What you need to do
Take the material and output all of it exactly.

Material to process

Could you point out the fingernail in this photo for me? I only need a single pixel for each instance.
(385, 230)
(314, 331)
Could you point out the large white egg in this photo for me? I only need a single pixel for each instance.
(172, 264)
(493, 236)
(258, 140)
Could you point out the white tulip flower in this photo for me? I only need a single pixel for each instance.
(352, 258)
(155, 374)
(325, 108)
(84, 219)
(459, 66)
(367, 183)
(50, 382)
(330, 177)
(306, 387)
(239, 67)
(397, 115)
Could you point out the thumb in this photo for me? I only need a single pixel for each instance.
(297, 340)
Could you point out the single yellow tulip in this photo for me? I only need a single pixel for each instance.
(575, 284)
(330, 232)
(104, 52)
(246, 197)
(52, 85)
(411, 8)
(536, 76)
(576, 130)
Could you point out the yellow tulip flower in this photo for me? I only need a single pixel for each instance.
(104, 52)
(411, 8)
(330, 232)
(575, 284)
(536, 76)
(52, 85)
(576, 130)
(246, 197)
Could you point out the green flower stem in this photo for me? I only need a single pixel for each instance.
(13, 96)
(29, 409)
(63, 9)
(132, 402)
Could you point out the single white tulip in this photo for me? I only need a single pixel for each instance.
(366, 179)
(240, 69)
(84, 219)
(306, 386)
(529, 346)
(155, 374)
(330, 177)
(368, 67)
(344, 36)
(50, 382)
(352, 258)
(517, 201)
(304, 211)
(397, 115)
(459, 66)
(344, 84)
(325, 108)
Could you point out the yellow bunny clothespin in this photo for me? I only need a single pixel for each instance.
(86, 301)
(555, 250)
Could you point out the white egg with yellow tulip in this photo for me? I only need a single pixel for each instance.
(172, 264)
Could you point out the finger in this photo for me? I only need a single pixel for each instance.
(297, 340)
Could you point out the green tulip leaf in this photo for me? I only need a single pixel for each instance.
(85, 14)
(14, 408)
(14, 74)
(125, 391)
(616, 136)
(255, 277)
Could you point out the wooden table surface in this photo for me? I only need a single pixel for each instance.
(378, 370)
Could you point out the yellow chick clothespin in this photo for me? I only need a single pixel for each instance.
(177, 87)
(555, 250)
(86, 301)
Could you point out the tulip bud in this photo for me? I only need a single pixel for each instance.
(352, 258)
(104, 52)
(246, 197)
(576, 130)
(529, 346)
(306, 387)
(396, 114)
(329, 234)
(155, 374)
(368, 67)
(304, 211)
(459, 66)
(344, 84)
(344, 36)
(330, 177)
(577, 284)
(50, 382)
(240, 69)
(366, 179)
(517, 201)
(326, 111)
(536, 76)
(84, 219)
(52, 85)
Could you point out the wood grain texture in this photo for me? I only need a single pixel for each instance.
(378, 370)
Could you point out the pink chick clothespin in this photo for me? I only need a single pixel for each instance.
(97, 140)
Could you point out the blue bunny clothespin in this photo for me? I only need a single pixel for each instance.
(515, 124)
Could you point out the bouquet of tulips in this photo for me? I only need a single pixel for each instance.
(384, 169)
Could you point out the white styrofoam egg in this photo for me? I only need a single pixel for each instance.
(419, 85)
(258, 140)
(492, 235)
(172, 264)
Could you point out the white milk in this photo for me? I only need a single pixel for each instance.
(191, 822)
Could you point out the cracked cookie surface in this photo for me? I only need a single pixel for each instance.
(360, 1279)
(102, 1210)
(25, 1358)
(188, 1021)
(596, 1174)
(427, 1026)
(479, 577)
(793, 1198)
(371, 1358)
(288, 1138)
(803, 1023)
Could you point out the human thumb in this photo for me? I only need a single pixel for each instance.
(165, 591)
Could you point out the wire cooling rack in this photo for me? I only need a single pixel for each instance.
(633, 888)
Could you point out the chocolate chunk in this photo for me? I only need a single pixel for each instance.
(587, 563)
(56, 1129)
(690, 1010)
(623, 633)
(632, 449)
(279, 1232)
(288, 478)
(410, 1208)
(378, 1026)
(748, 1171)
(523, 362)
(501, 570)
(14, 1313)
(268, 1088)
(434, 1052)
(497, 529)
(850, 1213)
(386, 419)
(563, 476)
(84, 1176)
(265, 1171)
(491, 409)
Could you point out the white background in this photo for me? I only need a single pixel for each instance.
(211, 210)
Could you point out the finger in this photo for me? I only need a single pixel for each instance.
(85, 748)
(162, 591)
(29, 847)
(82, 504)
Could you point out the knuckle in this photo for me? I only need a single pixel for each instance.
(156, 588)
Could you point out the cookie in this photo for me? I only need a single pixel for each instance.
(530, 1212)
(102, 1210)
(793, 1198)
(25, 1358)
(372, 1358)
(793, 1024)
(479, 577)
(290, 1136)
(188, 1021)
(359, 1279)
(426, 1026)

Written solution
Could you point out the fingernail in this photo for me? I only need a single pixel for each instance.
(385, 230)
(314, 331)
Could you point out the large white egg in this photo for me? I only need a single pixel for each instance.
(172, 264)
(493, 236)
(258, 140)
Could you point out the white tulip flower in this photo for me? I only need a single pixel for each instance.
(352, 258)
(155, 374)
(325, 108)
(84, 219)
(459, 66)
(367, 183)
(50, 382)
(330, 177)
(306, 387)
(239, 67)
(397, 115)
Could you point out the thumb in this photo for me? I only need a single pixel for each instance.
(297, 340)
Could you point out the single yellow tulip in this photo for me? I only need a single pixel for each instance.
(575, 284)
(330, 232)
(104, 52)
(246, 197)
(52, 85)
(411, 8)
(536, 76)
(576, 130)
Could you point out the yellow tulip flower in this photo for me? I only need a single pixel for each instance.
(104, 52)
(411, 8)
(330, 232)
(575, 284)
(536, 76)
(52, 85)
(576, 130)
(246, 197)
Could you point out the green flower stem in this photo for me? I only need a single pixel for each instance.
(13, 96)
(29, 409)
(63, 9)
(132, 402)
Could you point out the single white tulip in this photo for me? I only need a single pixel for each instance.
(366, 179)
(240, 69)
(84, 219)
(306, 386)
(529, 346)
(155, 374)
(330, 177)
(368, 67)
(344, 36)
(50, 382)
(352, 258)
(517, 201)
(304, 211)
(397, 115)
(459, 66)
(344, 84)
(325, 108)
Could you point out the yellow bunny clothespin in this photo for me? I only need a single pixel for each instance.
(86, 301)
(555, 250)
Could you point out the white egg with yellow tulip in this photo for me? I only need a single pixel for each instance.
(172, 264)
Could you point out the finger in this photo for me? I only need a single pixel for each instance.
(297, 340)
Could you point out the green tulip leaf in this photo for me? I only need a single pixel for each instance.
(85, 14)
(14, 408)
(14, 74)
(125, 391)
(616, 136)
(255, 277)
Could you point out the wooden table surface in this photo for me? I only need a single pixel for each instance.
(378, 370)
Could you point out the yellow chick clothespin in this photo for me? I only need a single pixel for each instance.
(177, 87)
(555, 250)
(86, 301)
Could you point out the tulip bud in this photo for me? I only need a single pixel for each instance.
(352, 258)
(104, 52)
(246, 197)
(576, 130)
(529, 346)
(306, 387)
(396, 114)
(329, 234)
(155, 374)
(368, 67)
(304, 211)
(459, 66)
(344, 84)
(344, 36)
(330, 177)
(577, 284)
(50, 382)
(240, 69)
(366, 179)
(517, 201)
(326, 111)
(536, 76)
(84, 219)
(52, 85)
Could you point out the wood grain texture in this photo for me? I only need a single pixel for each instance.
(378, 370)
Could you point out the pink chick clothespin in this photo for me? I only need a single pixel for each instance.
(97, 140)
Could you point out the blue bunny clothespin in this photo for me? I only need a single pixel for each instance.
(515, 124)
Could you point out the bouquet of tulips in this photo for me? I only need a single pixel for each instance.
(384, 169)
Could you point out the white styrofoam egg in this photo for me? I only need a single pixel for each instance.
(419, 85)
(258, 140)
(492, 235)
(172, 264)
Could you point out the white milk in this photo for me? I only need a single pixel for each instance.
(191, 822)
Could you point out the cracked cookie surface in this photo for me? I only need a single pixel for each instance.
(360, 1279)
(102, 1210)
(25, 1358)
(188, 1021)
(596, 1174)
(427, 1026)
(479, 577)
(793, 1198)
(371, 1358)
(288, 1138)
(803, 1023)
Could you point out the human thumb in this photo for me? I only need a single pixel for each instance.
(165, 591)
Could you point out the wire cooling rack in this photo for me? I only need a single pixel for each instance.
(633, 888)
Could you point out the chocolate chunk in this photo for me? I only need a single pixel for each instance.
(587, 563)
(56, 1129)
(690, 1010)
(623, 633)
(632, 449)
(279, 1232)
(288, 478)
(410, 1208)
(378, 1026)
(748, 1171)
(523, 362)
(501, 570)
(14, 1313)
(268, 1088)
(434, 1052)
(497, 529)
(850, 1213)
(386, 419)
(563, 476)
(84, 1176)
(265, 1171)
(491, 409)
Could you point out the white background in this photo for me? I only need a single pixel for each instance.
(211, 210)
Could you point out the finger in this photo for me? I only need a single pixel for each instance.
(85, 748)
(162, 591)
(29, 847)
(82, 504)
Could you point out the knuckle in this photo for me? I only need a single pixel for each instance.
(156, 588)
Could you point out the cookie in this photo for me? I only need a single pixel for each instance.
(530, 1212)
(102, 1210)
(793, 1198)
(25, 1358)
(372, 1358)
(793, 1024)
(479, 577)
(290, 1136)
(188, 1021)
(359, 1279)
(426, 1026)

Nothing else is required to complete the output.